Task to complete
Continue the text on low-power medical electronics with on-device intelligence, starting after its final sentence.

Text provided
Low-Power Medical Electronics with On-Device Intelligence
By minimizing power consumption of battery-powered medical devices that perform monitoring, diagnostics, or intervention, they can function for extended periods without frequent recharging. Lightweight on-device intelligence enables real-time analysis and decision-making, which is critical in medical scenarios where immediate responses are necessary. Co-optimized algorithms and their hardware platform also allow for opportunities to directly process the medical data without reliance on host or cloud computing.
One line of research is power reduction techniques for diagnostic imaging, including portable ultrasound device. Low power consumption of portable ultrasound is especially critical for its application in remote and point-of-care clinical scenarios. Subsampling the ultrasound analog frontend channels is effective for reducing the system power consumption, and sparse signal reconstruction is subsequently needed to guarantee the final image quality for diagnosis. In this work, we aim to enable low-power power ultrasound imaging by approaching sparse reconstruction from both the algorithm and hardware fronts.

Information

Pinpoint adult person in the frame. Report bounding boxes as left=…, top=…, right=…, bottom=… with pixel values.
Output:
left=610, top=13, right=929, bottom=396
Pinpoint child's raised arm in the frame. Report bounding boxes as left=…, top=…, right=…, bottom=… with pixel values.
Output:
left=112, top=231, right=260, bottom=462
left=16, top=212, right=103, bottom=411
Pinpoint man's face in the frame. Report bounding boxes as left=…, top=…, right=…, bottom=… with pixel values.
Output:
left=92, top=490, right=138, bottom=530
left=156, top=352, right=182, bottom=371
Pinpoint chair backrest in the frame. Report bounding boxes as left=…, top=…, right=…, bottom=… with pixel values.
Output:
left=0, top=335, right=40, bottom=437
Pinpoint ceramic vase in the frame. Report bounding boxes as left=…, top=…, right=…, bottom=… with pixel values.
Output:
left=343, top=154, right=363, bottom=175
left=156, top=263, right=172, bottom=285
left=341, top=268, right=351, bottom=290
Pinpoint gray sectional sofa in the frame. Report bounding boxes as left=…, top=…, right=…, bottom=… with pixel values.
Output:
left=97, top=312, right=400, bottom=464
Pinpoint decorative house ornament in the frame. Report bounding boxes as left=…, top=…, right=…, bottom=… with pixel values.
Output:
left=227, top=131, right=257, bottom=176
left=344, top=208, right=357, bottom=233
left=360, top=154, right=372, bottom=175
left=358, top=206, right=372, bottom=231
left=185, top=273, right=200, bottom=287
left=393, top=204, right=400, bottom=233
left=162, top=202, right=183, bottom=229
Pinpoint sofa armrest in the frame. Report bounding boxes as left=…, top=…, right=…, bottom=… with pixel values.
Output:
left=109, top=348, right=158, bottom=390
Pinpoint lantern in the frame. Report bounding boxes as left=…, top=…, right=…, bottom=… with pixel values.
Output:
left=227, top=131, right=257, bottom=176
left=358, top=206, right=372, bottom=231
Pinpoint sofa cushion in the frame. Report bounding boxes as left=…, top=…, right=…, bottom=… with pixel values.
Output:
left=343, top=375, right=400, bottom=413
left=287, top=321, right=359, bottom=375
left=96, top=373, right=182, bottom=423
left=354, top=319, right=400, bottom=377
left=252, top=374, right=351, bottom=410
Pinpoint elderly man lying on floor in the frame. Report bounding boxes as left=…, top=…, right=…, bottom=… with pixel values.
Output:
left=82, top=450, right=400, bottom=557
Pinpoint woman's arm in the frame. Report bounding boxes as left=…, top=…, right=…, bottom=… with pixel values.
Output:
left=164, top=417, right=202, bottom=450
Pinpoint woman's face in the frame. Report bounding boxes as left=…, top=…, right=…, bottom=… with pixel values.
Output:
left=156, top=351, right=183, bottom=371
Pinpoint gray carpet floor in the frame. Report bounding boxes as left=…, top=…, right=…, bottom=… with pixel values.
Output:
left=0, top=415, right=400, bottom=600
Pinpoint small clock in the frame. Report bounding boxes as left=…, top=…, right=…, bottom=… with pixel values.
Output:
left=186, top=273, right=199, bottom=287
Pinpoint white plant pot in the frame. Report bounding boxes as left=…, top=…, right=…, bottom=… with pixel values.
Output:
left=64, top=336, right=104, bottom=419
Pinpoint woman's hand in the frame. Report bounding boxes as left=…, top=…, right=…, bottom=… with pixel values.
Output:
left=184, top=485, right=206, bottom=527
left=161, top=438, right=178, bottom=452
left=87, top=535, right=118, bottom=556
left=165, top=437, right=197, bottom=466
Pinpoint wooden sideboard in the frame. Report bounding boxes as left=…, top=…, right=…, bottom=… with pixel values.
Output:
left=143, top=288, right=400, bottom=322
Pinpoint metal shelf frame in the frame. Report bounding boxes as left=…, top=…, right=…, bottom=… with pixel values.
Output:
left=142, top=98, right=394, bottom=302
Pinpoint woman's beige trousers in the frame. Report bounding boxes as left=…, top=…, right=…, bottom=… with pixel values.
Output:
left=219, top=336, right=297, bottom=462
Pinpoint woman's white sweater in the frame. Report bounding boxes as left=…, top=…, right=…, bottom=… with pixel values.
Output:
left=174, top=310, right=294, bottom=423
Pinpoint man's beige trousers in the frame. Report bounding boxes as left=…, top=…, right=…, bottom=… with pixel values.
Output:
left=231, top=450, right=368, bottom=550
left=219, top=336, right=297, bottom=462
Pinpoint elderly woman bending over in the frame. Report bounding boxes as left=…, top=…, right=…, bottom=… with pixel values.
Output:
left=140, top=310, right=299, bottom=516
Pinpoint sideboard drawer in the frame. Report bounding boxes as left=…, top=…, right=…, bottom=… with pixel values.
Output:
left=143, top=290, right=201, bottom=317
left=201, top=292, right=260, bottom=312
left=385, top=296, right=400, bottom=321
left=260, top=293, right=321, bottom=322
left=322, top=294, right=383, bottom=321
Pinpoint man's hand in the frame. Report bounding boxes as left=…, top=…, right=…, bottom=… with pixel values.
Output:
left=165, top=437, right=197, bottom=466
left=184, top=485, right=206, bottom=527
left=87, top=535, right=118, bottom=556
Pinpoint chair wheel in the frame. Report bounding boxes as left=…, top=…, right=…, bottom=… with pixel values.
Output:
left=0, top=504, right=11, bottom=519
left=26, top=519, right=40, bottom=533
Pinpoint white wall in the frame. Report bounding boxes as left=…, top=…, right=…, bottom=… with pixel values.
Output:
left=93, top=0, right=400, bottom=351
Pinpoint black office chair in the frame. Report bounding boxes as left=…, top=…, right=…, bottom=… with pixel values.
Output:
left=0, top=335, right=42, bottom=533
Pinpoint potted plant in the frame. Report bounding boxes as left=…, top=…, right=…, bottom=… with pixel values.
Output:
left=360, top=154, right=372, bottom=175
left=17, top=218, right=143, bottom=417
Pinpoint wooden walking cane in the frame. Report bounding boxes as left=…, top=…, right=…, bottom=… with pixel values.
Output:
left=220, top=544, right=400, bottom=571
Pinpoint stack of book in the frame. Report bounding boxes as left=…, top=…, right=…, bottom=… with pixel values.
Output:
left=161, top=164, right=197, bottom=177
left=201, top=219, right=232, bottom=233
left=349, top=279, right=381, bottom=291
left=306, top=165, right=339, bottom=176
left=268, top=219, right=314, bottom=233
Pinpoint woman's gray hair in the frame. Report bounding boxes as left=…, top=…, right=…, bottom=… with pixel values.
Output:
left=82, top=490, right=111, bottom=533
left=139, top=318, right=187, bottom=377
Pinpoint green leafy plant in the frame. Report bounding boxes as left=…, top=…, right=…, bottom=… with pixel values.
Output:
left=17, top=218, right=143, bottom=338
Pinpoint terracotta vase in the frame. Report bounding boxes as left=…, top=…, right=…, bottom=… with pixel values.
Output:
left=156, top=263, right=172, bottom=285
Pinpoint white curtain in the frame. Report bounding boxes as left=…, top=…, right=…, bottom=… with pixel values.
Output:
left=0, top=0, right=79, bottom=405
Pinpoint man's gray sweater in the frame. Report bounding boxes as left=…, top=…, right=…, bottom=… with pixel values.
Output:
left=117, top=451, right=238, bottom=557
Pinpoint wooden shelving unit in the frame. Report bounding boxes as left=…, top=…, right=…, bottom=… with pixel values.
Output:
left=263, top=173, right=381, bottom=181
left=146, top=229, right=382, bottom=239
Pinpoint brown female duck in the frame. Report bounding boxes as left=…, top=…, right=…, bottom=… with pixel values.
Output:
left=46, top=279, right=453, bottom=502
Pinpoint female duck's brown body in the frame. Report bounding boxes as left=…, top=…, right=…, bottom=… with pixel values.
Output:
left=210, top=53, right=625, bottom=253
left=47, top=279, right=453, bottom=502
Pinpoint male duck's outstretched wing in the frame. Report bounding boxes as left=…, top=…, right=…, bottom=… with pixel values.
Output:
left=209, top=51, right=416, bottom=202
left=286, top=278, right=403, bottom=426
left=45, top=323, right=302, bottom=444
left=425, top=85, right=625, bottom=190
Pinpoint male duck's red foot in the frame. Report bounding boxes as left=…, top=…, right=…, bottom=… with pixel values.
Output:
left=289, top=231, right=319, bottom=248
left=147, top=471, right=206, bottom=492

Response to the task
For sparse reconstruction, we design a compact neural network that allows at most 8× channel subsampling and still maintains high reconstruction quality. We also design a digital CIM accelerator to efficiently process the model near the ultrasound frontend. The proposed row-centric inter-layer pipelining addresses the challenge of accelerating U-Net models, significantly reducing the amount of required intermediate storage.